* Page excerpt *
----------------------------------------
Karen Meager and John McLachlan, co-founders of Monkey Puzzle Training, share their insights into dealing with time wasters, without being rude.

Every one of us knows someone who falls into the category of ‘space invaders and time suckers’: those people who take up and waste your time or are always making themselves involved in others’ business. Handling people like this takes skill and practice in nurturing healthy boundaries in three areas – physical, mental and emotional. Some people have established boundaries that are too restrictive, and end up repelling people, while others are far too lenient and end up being taken advantage of by others, who see no problem with wiggling into another’s personal space. Once you notice that you need to readjust your boundaries in whichever direction, you are more able to ensure people treat you appropriately. Here are some tips for reinforcing your boundaries.
----------------------------------------
* Provided material *
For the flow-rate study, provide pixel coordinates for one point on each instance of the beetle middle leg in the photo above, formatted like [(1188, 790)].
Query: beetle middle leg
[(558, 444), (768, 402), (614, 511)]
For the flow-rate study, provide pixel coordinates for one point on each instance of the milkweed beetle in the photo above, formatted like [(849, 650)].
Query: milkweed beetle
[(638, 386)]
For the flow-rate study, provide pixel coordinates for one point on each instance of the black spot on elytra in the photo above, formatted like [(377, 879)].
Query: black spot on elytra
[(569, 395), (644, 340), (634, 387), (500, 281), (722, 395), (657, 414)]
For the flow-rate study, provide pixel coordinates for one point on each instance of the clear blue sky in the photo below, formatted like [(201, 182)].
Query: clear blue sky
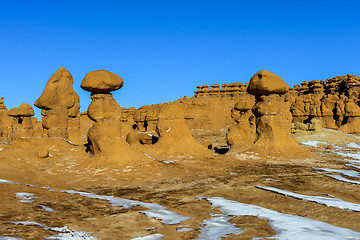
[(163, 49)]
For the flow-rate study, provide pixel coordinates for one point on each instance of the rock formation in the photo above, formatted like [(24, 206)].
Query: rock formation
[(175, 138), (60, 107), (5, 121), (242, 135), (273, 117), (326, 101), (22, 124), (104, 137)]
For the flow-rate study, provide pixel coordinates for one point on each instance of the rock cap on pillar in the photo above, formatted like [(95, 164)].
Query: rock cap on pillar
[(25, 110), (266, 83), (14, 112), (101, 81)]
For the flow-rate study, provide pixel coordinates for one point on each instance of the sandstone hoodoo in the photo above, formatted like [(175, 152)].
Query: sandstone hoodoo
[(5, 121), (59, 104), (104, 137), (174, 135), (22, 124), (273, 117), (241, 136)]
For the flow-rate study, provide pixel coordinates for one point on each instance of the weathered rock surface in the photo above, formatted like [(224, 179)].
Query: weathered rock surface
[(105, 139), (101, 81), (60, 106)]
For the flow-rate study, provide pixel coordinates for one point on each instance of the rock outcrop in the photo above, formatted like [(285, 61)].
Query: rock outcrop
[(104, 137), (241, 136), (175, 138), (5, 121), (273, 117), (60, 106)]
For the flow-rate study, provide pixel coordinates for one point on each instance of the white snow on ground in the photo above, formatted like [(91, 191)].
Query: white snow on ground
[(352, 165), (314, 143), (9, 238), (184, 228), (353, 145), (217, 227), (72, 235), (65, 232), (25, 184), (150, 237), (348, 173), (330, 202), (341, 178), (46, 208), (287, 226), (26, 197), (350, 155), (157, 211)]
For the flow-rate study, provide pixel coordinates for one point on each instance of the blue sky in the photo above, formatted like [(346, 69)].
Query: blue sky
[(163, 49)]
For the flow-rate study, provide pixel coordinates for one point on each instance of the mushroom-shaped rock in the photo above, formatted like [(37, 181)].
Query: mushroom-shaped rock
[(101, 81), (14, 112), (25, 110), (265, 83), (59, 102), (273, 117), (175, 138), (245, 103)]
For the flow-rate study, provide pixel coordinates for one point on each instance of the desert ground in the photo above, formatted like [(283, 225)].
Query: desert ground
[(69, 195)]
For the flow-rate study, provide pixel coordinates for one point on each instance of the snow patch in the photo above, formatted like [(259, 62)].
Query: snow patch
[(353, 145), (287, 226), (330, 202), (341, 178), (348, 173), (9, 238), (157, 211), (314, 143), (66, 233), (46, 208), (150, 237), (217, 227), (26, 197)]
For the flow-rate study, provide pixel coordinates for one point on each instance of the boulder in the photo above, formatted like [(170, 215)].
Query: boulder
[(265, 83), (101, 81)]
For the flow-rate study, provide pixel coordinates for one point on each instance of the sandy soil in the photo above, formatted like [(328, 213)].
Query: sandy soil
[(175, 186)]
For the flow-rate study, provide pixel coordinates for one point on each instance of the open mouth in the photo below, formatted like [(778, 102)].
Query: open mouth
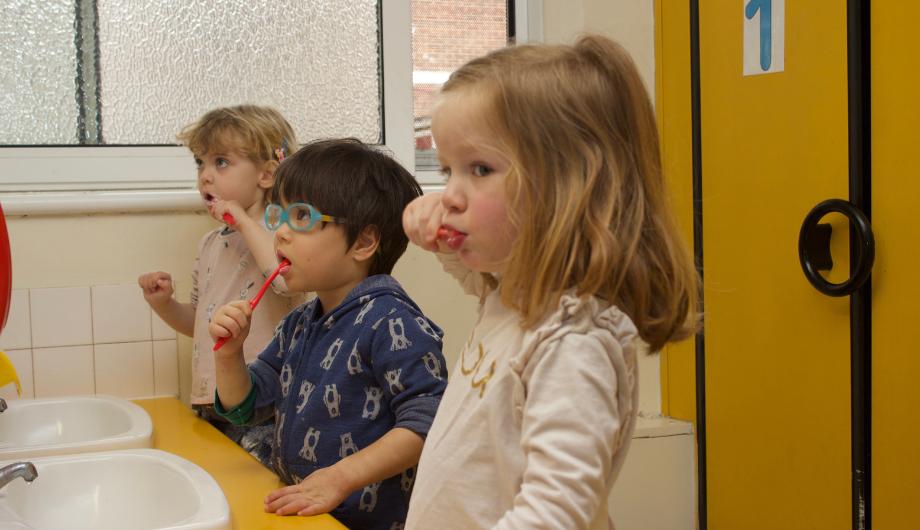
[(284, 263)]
----------------------------------------
* Short task 1 *
In the excerpt on time wasters, what three areas of boundaries does handling such people require nurturing?
* Short task 2 *
Decide whether each statement agrees with the excerpt on time wasters. Answer yes or no for each and quote the deciding words.
(a) Some people's boundaries are so restrictive that they drive others away.
(b) Handling people who waste your time comes naturally, without practice.
(c) The insights come from the co-founders of Monkey Puzzle Training.
* Short task 3 *
Extend the excerpt on time wasters past its last sentence.
The records aren't needed for any of this work.

* Final answer 1 *
Physical, mental and emotional.

* Final answer 2 *
(a) Yes: "Some people have established boundaries that are too restrictive, and end up repelling people"
(b) No: "Handling people like this takes skill and practice"
(c) Yes: "Karen Meager and John McLachlan, co-founders of Monkey Puzzle Training"

* Final answer 3 *
Familiarise yourself with your boundaries
It is very common for people to not really know where their boundaries lie or should lie. It is often only when these boundaries are breached by another person that you come to recognise where you draw the line. So, consider these sorts of times, and contemplate on the details: what do you consider a good use of your time? What do you deem appropriate from others? How much lenience is shown to particular people, and is this an approach you are comfortable with? Form some clear assertions about what sorts of behaviour you find appropriate.

Develop behavioural cues
When you have given thought to your boundaries and the sorts of situations that raise them, you can begin to modify the ways in which you react to them, helping you to assert your position when faced with adversity. Consider the following behavioural cues:

› Take a step towards someone who is showing you aggression or hostility to reaffirm your position and say to them that you are not going to be taken advantage of.
› Use dismissive hand gestures to signal when you are finished with a negative conversation.
› Settle on a tone of voice or set of phrases that assert your position and indicate that you are through with a particular conversation.

By developing consistent behavioural cues, those around you will soon begin to recognise them and their meaning, and you will be able to communicate with them on a much more unconscious level, minimising the need for you to assert yourself verbally.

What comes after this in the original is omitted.